What to produce: Lay out the lines between the one holding "Shelf-audit tagging: for every instance of the glass" and the one holding "x=203, y=318", inclusive, as a JSON list of strings, one string per line, leaving out any blank lines.

Supplied material:
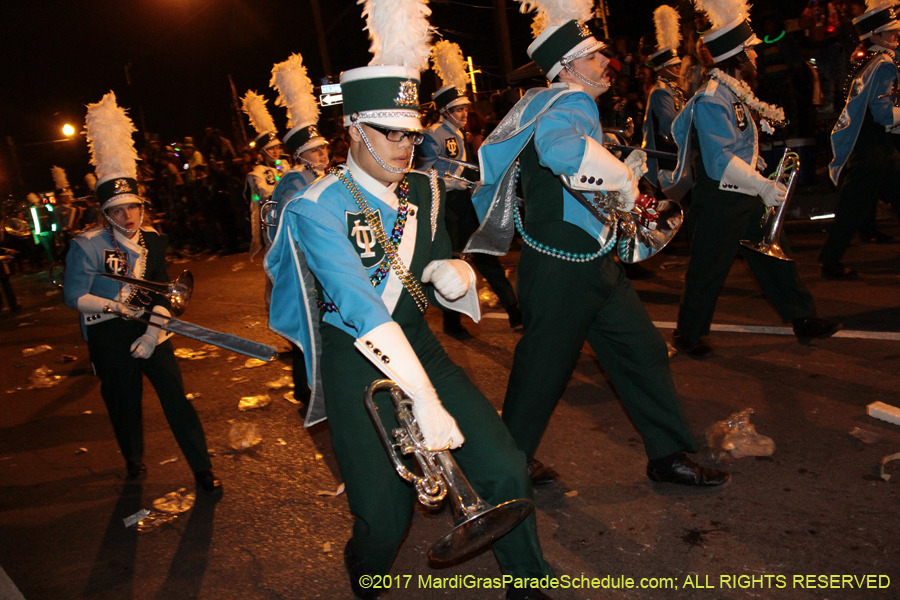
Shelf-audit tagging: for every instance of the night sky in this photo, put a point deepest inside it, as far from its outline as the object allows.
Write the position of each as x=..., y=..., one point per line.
* * *
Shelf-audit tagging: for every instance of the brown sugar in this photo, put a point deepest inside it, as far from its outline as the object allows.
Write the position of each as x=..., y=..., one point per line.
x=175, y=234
--
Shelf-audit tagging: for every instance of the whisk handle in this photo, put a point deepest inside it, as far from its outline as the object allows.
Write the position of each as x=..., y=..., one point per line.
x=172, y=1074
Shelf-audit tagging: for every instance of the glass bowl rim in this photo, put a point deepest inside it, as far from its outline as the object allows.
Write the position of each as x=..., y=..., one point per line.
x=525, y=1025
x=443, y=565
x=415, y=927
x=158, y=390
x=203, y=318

Answer to the exercise:
[
  "Shelf-audit tagging: for every instance of the glass bowl rim in this photo, put a point deepest inside it, as far from its outline as the object allows.",
  "Write the position of each as x=..., y=..., one point per line.",
  "x=525, y=1025",
  "x=443, y=565",
  "x=415, y=927",
  "x=158, y=390",
  "x=203, y=318"
]